_Required work:_
Write out everything in the blog post about the "Orange Period" from "This past weekend" down to "a cat’s arse.)", word for word.

_Document section:_

This past weekend I have been experiencing what I shall call my ‘Orange Period’. I’m not sure how long-lived this comestible epoch will be, seeing as I have yet to confront the persimmons that I picked up on Saturday, which are currently starring at me, angry-faced, from the fruit bowl. (This is the fruit, I tell you, that has left The Husband scarred since once upon a time it literally drew all the moisture from his mouth with one fell bite. So, as his friend, it is my duty to ensure that the next time he tastes the flesh of a persimmon, it doesn’t leave his mouth quite resembling a cat’s arse.)
As you’ve probably guessed, the ‘Orange Period’ is not just about oranges. Oh no. It covers all the orange-coloured bases – specifically those wintry gifts that mother nature (and HM Revenue & Customs) bestows upon us – and this hue does seem to mark the sweetest of winter fodder. So far, this red-yellow spell has been a rather creative period in which I have become a sort of domestic Mata Hari. But without the exotic dancing. (Maybe.) My culinary espionage sees me sneak orange-coloured vegetables into dishes that will either surprise the diners who devour them or – and I’m really ashamed to say this – trick my beautiful daughter into having her 5-a-day.

_Data supplied:_
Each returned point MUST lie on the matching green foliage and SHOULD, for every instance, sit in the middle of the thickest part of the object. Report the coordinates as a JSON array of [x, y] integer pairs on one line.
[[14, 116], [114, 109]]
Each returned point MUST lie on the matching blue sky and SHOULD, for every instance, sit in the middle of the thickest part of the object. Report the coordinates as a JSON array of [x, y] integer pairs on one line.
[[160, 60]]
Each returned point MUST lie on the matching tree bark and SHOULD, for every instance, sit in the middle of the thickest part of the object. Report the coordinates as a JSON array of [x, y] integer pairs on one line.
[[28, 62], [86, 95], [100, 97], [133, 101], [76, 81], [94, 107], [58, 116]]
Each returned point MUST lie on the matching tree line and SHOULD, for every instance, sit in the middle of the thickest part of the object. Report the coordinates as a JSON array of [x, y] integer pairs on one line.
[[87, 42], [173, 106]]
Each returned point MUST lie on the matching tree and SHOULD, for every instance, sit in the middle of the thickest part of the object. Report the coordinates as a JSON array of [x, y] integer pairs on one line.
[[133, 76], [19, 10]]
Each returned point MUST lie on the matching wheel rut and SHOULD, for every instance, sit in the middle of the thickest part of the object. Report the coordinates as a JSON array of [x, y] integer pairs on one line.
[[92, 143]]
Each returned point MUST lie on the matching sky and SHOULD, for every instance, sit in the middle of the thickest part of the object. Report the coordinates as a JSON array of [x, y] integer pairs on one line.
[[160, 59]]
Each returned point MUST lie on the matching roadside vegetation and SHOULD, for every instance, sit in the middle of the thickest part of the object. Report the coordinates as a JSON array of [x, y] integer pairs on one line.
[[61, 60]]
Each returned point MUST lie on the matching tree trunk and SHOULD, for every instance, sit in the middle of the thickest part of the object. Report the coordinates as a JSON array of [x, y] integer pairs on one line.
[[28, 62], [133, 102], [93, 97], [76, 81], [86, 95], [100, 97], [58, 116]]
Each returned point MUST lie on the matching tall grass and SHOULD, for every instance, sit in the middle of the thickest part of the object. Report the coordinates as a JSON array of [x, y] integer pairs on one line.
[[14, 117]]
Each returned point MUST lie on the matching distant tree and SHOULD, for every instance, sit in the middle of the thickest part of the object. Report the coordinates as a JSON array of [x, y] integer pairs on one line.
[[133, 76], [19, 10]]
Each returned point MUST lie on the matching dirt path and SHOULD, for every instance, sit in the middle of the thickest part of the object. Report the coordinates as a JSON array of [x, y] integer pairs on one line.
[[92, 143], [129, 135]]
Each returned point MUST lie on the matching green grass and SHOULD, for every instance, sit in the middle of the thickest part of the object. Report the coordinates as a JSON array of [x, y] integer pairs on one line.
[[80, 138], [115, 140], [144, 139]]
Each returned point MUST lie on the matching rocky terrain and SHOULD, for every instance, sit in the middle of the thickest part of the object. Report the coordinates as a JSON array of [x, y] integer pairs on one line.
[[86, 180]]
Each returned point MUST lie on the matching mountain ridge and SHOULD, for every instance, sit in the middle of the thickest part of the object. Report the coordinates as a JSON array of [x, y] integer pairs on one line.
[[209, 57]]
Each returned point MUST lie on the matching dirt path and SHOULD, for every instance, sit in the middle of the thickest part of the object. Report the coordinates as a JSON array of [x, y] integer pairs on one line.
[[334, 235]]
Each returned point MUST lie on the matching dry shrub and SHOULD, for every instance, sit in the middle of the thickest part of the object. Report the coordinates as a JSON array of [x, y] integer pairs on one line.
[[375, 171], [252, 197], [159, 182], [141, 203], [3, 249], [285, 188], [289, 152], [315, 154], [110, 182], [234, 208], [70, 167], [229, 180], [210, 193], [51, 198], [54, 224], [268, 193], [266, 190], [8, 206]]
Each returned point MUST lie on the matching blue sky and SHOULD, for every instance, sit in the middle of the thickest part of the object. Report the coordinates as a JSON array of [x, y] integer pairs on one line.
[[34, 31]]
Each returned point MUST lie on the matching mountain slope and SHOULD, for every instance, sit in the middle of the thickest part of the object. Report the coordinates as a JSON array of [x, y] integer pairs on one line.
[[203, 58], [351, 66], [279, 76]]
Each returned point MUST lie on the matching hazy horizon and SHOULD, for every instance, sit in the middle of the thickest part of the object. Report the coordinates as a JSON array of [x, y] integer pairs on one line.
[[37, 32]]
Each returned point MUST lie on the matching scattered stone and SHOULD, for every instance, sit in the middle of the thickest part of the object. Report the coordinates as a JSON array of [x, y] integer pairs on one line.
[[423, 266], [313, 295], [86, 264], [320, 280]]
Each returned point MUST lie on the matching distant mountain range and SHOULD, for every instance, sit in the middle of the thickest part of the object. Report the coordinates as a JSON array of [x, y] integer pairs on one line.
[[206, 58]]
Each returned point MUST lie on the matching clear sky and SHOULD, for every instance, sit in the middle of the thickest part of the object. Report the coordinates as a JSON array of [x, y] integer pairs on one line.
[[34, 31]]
---
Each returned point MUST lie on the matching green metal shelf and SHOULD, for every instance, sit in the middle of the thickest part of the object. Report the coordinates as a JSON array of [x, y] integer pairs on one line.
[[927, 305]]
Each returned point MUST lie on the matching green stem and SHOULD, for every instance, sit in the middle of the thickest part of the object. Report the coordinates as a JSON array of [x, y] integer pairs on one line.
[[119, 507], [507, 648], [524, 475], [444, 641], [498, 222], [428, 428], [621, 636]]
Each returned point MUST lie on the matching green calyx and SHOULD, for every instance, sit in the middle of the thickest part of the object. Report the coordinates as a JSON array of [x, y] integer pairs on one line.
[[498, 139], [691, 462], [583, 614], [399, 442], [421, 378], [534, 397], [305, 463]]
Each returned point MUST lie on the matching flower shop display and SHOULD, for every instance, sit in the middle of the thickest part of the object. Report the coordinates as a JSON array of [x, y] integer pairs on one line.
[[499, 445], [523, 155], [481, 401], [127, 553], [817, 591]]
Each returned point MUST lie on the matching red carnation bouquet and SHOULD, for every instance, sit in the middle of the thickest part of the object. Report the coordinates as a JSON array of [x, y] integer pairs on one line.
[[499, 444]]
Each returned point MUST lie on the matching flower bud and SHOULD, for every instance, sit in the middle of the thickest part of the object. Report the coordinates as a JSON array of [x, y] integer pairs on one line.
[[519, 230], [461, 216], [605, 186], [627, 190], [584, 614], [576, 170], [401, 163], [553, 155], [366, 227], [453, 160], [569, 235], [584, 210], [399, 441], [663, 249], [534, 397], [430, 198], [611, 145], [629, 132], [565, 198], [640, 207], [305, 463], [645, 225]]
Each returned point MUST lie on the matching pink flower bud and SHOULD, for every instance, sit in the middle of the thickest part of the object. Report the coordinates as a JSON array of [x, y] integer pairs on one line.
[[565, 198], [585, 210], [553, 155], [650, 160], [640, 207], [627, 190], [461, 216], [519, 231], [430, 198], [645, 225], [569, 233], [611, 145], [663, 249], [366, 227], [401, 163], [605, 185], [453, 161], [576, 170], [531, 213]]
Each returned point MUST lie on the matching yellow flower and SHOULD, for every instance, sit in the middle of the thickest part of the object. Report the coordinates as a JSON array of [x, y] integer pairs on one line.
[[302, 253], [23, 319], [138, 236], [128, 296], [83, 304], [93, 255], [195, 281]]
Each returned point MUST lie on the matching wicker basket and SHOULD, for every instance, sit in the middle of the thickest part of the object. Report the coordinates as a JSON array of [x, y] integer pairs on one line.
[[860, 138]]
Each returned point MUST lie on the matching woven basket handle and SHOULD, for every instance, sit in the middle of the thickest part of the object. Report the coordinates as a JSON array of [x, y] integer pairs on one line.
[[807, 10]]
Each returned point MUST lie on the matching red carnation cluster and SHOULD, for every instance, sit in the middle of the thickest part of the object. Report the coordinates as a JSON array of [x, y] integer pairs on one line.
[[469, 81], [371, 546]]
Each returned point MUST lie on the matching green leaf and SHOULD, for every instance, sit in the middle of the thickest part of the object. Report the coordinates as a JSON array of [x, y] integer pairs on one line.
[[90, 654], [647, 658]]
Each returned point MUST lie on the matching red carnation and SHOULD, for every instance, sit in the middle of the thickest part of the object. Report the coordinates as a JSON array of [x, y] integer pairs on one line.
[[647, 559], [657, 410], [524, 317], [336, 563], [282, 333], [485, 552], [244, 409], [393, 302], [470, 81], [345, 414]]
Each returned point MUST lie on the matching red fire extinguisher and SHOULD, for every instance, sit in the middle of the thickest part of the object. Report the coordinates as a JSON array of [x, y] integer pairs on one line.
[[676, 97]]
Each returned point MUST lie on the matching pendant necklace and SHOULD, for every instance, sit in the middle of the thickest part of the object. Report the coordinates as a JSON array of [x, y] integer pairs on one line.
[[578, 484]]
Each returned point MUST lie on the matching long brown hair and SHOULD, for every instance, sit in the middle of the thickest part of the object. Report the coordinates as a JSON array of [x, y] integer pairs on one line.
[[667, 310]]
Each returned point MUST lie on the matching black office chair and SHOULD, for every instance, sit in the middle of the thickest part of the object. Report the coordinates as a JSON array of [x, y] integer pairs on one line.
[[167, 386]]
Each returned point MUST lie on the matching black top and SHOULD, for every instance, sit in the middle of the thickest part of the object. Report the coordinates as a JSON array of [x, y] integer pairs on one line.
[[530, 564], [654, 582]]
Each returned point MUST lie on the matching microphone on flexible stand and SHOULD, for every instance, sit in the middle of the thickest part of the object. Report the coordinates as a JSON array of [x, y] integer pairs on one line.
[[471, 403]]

_Written solution:_
This past weekend I have been experiencing what I shall call my ‘Orange Period’. I’m not sure how long-lived this comestible epoch will be, seeing as I have yet to confront the persimmons that I picked up on Saturday, which are currently starring at me, angry-faced, from the fruit bowl. (This is the fruit, I tell you, that has left The Husband scarred since once upon a time it literally drew all the moisture from his mouth with one fell bite. So, as his friend, it is my duty to ensure that the next time he tastes the flesh of a persimmon, it doesn’t leave his mouth quite resembling a cat’s arse.)